[DATASET EXTRACT — start]

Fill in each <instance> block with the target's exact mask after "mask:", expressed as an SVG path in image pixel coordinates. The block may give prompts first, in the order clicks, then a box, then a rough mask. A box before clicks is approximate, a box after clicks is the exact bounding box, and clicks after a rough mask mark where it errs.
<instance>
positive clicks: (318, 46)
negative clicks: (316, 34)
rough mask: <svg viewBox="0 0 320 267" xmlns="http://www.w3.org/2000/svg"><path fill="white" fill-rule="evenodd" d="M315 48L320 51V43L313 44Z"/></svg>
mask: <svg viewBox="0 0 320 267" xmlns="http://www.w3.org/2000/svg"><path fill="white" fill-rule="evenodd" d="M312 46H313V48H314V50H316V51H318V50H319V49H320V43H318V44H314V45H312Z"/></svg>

[DATASET EXTRACT — finish]

Turn every entry above into a two-column CSV with the headers input and output. Give one row per entry, holding its text and its answer, with each in a single quoted field and line breaks replaced by spaces.

input,output
"Fill in each <instance> block with the target's exact mask after ""mask:"", expressed as an SVG path in image pixel coordinates. The block may give prompts first, in the order clicks, then a box, then a rough mask. A box before clicks is approximate, a box after clicks is the exact bounding box, and clicks after a rough mask mark where it errs. <instance> positive clicks: (318, 46) negative clicks: (316, 34) rough mask: <svg viewBox=""0 0 320 267"" xmlns=""http://www.w3.org/2000/svg""><path fill=""white"" fill-rule=""evenodd"" d=""M315 48L320 51V43L313 44Z""/></svg>","mask: <svg viewBox=""0 0 320 267"" xmlns=""http://www.w3.org/2000/svg""><path fill=""white"" fill-rule=""evenodd"" d=""M312 46H313V48H314V50H316V51H318V50H319V49H320V43H318V44H314V45H312Z""/></svg>"